*PROBLEM STATEMENT*
Exact copies of all the entries are needed.
-- RECORDS SUPPLIED follows --
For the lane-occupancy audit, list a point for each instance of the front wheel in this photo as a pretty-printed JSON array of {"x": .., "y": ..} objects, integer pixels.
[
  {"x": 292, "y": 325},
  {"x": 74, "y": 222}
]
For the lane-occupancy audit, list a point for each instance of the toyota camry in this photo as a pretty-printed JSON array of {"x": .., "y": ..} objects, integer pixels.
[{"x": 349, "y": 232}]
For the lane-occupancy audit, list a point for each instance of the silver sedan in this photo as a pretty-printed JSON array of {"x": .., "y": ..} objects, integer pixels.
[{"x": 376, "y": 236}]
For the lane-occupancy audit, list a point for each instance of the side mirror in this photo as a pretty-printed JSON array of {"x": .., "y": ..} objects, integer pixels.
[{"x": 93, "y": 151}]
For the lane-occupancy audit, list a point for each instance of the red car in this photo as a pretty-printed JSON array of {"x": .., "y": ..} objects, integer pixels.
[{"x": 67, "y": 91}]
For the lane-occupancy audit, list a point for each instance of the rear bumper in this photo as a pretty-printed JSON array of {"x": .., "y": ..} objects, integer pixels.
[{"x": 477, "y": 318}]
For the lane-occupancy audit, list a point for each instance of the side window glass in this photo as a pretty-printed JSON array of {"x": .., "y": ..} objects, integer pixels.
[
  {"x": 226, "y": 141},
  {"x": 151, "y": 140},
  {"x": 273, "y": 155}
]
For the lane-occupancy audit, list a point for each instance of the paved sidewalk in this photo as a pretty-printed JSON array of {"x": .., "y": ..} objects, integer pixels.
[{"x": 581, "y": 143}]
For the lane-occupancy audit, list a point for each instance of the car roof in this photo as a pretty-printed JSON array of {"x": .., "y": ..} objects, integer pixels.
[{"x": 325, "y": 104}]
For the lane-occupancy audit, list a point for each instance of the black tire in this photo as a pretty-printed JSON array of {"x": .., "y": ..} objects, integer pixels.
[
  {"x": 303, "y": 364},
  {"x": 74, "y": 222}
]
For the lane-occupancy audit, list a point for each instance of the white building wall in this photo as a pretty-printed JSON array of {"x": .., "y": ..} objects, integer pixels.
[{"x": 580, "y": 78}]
-- RECORDS SUPPLIED concluded --
*ANSWER FOR THE TASK*
For the lane-occupancy audit, list a point for each instance of the front wheel in this photo as a pretty-printed JSON array of {"x": .., "y": ..} objects, integer pixels.
[
  {"x": 292, "y": 325},
  {"x": 74, "y": 222}
]
For the lane-occupancy audit, list a point for each instance of the toyota camry in this photo as a pretty-printed JSON array of {"x": .., "y": ..} objects, integer pixels.
[{"x": 349, "y": 232}]
For the lane-occupancy audit, list a point for each instance of the silver sedan in this photo as a pretty-printed JSON array of {"x": .., "y": ..} objects, integer pixels.
[{"x": 376, "y": 236}]
For the lane-occupancy audit, list a point for each instance of the side mirror in this photo as a pretty-printed JSON array of {"x": .., "y": ..} objects, integer pixels.
[{"x": 93, "y": 151}]
For the lane-occupancy audit, list a point for each instance of the red car in this photo as a pretty-printed JSON array of {"x": .., "y": ..} objects, integer pixels.
[{"x": 67, "y": 91}]
For the lane-occupancy audit, list a point for each instance of the rear bumper in this photo as a pretty-printed JSON array of {"x": .., "y": ..} objects, integer pixels.
[{"x": 477, "y": 318}]
For the lane-occupancy audit, list a point for each instance of the side window glass in this photo as a pretty-printed JSON array of {"x": .., "y": ..} objects, integer pixels.
[
  {"x": 226, "y": 141},
  {"x": 151, "y": 140},
  {"x": 273, "y": 155}
]
For the lane-occupancy audit, list a point for each instance of the paved sidewalk in this photo as a pretty-printed JSON array of {"x": .., "y": ..} objects, integer pixels.
[{"x": 581, "y": 143}]
For the lane-occupancy audit, list a point for each instance of the car roof in this photo as a pretty-printed JSON array of {"x": .., "y": ..} objects, integer pixels.
[{"x": 325, "y": 104}]
For the lane-occupancy audit, list a point for each instance of the black tire in this photo as a pretty-printed JSON array of {"x": .., "y": ..} objects, integer pixels.
[
  {"x": 303, "y": 364},
  {"x": 74, "y": 222}
]
For the lane-occupancy audit, list a point for each instance of the white building wall in this photo as a pretty-printed JSON array of {"x": .., "y": ..} objects, integer pixels.
[{"x": 580, "y": 78}]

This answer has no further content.